PROBLEM STATEMENT:
No line before the one containing "Target: balcony" is to be output; retype exactly that line and all lines that follow it to the end of the records.
-------
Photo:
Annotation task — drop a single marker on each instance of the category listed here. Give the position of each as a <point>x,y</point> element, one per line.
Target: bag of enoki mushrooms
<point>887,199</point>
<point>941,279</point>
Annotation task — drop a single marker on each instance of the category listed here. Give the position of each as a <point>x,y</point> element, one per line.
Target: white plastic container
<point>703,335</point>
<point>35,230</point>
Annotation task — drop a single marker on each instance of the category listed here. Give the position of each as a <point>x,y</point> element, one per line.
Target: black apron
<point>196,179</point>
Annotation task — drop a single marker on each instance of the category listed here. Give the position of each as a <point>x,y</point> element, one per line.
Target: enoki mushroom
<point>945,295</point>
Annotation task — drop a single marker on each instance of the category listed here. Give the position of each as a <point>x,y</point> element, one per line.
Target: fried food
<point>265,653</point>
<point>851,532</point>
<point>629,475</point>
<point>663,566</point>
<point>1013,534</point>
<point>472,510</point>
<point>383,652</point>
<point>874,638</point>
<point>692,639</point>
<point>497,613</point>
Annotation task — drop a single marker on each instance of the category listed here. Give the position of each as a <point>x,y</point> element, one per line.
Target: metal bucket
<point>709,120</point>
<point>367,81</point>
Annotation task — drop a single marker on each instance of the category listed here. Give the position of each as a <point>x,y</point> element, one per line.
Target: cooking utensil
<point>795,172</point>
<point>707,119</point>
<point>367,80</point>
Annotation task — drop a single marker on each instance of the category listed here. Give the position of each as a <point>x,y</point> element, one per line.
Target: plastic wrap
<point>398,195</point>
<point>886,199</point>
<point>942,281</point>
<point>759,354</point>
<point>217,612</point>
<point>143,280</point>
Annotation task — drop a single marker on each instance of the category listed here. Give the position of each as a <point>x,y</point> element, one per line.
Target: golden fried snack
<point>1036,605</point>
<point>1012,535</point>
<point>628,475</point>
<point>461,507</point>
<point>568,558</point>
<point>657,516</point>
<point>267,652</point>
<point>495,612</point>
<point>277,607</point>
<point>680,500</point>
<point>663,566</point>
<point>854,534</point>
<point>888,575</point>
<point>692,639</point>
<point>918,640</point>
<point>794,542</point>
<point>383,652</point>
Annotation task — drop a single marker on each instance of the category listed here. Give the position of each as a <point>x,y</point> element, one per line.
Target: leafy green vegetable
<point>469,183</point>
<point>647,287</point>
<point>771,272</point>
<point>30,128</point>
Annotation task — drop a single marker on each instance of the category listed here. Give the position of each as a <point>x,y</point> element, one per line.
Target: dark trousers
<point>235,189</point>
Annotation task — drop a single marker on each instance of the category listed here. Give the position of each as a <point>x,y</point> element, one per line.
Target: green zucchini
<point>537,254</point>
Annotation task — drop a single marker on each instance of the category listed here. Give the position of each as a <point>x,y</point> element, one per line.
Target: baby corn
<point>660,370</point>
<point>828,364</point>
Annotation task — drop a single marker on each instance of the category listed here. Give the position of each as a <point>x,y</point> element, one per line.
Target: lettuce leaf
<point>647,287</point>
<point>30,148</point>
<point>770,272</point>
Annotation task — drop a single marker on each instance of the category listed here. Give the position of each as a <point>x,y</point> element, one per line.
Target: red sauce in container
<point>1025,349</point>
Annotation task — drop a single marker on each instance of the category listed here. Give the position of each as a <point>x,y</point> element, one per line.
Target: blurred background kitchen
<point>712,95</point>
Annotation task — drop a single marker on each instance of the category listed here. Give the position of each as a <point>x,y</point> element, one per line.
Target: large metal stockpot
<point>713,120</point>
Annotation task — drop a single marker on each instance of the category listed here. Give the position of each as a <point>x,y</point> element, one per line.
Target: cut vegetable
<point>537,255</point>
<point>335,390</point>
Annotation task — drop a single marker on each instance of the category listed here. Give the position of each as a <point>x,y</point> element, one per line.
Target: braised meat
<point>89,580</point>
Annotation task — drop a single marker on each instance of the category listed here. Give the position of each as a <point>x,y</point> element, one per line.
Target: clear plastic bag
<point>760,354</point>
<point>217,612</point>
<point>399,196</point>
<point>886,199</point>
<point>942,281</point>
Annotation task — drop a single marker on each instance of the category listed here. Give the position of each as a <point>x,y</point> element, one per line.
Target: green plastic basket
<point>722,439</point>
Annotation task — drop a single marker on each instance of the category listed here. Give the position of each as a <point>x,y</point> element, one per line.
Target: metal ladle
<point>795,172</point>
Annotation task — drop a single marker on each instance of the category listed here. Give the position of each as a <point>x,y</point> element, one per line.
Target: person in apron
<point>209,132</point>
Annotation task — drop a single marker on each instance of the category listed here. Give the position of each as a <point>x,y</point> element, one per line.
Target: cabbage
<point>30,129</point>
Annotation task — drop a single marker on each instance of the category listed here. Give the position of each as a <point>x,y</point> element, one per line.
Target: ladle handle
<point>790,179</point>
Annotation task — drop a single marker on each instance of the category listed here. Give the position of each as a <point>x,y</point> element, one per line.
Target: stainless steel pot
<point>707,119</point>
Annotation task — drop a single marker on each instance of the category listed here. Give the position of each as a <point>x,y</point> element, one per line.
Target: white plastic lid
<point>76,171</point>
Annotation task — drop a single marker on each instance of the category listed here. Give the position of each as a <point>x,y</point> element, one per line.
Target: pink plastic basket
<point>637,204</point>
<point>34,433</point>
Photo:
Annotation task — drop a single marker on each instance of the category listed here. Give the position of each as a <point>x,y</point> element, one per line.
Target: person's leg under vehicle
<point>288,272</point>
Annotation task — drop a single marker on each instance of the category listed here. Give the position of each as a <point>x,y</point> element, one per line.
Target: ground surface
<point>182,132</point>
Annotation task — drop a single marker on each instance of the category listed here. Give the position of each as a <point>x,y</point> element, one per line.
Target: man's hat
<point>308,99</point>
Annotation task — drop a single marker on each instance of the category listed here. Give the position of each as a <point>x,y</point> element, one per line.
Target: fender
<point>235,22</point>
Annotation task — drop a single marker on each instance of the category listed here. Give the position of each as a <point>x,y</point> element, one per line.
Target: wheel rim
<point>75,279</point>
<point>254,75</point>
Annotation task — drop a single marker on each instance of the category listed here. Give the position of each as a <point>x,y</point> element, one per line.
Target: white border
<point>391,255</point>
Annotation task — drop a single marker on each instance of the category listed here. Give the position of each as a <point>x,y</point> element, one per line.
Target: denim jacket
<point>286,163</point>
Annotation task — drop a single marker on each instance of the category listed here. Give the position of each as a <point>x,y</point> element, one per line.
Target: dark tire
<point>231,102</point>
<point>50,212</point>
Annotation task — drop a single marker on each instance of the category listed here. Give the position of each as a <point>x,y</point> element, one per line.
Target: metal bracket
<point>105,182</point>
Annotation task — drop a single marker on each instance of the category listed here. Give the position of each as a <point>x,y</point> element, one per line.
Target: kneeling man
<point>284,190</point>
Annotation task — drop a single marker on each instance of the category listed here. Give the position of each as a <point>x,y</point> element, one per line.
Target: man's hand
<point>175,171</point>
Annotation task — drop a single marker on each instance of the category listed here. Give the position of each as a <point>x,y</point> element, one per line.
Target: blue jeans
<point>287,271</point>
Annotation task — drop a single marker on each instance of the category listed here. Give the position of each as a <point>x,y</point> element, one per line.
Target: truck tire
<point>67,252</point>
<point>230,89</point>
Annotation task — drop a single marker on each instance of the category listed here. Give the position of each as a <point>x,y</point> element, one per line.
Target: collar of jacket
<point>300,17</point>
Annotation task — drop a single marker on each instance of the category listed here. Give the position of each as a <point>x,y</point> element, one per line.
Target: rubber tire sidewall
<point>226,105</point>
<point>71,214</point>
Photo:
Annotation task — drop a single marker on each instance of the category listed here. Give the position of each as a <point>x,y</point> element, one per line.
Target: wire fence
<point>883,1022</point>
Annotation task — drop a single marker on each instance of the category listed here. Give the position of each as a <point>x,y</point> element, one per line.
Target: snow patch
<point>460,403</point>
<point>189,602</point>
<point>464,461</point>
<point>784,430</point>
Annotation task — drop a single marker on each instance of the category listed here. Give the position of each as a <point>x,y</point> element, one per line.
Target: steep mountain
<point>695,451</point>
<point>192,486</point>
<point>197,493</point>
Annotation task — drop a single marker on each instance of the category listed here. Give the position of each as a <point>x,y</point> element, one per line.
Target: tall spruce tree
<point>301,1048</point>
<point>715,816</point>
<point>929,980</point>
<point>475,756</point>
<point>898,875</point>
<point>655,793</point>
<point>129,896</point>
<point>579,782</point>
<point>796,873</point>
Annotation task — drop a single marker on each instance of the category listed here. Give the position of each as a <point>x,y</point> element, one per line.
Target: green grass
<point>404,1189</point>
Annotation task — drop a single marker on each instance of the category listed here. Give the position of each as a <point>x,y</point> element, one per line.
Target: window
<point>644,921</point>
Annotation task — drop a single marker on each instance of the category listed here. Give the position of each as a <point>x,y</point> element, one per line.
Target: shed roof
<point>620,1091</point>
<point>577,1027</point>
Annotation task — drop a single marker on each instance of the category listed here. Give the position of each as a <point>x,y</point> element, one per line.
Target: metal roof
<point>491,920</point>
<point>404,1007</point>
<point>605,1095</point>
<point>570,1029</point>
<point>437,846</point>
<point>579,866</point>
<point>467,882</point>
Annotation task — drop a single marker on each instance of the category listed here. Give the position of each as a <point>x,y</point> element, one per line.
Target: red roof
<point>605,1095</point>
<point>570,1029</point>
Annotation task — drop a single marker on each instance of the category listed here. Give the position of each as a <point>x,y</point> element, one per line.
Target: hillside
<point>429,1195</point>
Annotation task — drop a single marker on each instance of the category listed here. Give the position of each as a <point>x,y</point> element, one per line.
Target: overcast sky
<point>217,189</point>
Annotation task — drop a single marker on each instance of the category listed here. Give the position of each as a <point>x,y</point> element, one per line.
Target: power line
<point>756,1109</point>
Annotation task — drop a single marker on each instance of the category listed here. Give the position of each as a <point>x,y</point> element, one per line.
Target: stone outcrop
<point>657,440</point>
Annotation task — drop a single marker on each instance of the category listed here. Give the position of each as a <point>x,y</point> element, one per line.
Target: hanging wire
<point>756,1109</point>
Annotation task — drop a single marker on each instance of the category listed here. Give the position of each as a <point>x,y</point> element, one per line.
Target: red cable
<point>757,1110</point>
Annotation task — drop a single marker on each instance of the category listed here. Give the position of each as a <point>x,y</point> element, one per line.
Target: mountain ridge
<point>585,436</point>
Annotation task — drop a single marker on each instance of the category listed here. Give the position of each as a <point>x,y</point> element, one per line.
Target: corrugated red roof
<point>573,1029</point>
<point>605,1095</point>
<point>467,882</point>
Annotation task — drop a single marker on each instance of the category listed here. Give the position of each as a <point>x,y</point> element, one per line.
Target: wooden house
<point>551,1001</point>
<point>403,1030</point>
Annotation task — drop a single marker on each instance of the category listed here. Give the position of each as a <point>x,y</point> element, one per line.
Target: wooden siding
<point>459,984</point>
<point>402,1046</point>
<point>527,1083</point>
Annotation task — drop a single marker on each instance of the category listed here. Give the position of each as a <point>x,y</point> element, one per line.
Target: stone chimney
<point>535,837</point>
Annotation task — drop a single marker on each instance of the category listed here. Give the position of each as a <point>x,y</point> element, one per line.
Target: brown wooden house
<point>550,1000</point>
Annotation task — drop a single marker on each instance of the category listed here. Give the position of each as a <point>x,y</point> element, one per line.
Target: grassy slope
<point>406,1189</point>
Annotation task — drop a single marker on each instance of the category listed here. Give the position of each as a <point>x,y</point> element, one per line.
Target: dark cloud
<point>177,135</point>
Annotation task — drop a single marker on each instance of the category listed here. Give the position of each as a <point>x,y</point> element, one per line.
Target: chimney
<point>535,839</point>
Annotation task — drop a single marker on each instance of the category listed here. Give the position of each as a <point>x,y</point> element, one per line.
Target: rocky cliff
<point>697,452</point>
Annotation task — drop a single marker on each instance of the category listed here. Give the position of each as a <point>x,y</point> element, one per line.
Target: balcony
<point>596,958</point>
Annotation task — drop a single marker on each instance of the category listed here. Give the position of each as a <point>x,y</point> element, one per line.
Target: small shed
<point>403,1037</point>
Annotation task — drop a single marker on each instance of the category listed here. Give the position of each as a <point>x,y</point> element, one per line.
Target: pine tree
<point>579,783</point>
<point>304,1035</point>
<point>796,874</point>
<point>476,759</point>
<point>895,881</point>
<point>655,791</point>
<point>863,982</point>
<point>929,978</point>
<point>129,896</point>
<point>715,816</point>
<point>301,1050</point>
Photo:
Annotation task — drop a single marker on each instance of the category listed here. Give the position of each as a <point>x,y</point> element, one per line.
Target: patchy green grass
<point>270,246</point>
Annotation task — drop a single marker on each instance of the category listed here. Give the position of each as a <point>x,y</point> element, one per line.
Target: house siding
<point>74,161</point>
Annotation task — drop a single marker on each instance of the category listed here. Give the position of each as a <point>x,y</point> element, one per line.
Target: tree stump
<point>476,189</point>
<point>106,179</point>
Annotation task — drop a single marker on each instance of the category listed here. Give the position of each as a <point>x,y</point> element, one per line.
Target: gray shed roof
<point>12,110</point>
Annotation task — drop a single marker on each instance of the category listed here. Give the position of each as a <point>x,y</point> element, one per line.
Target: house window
-------
OUTPUT OF THE TASK:
Target: balcony
<point>596,958</point>
Annotation task — drop a single marker on each instance of the category listed here. Give the position of each as a <point>x,y</point> element, one per line.
Target: small shed
<point>403,1037</point>
Annotation task — drop a single marker on each instance of the category listed here. Give the position of each as a <point>x,y</point> element, one per line.
Target: pine tree
<point>579,783</point>
<point>304,1035</point>
<point>796,874</point>
<point>476,759</point>
<point>895,881</point>
<point>655,791</point>
<point>863,982</point>
<point>929,978</point>
<point>129,896</point>
<point>715,816</point>
<point>301,1050</point>
Photo:
Annotation task — drop a single marker on each instance of the category listed here. Give the position of each as a <point>x,y</point> element, one per line.
Target: patchy green grass
<point>270,246</point>
Annotation task — drop a single marker on each instance of the category listed here. Give the position of each as a <point>x,y</point> element, one per line.
Target: house siding
<point>74,161</point>
Annotation task — drop a single marker on each instance of the category listed here. Give the position of each as a <point>x,y</point> element, one per line.
Target: tree stump
<point>476,189</point>
<point>106,179</point>
Annotation task — drop a single marker on each instance of the category listed here. Give the position of each as a <point>x,y</point> element, one per line.
Target: gray shed roof
<point>12,110</point>
Annotation task — drop a single marker on each instance of the category listed here. Give the position of each as a <point>x,y</point> element, one per line.
Target: house window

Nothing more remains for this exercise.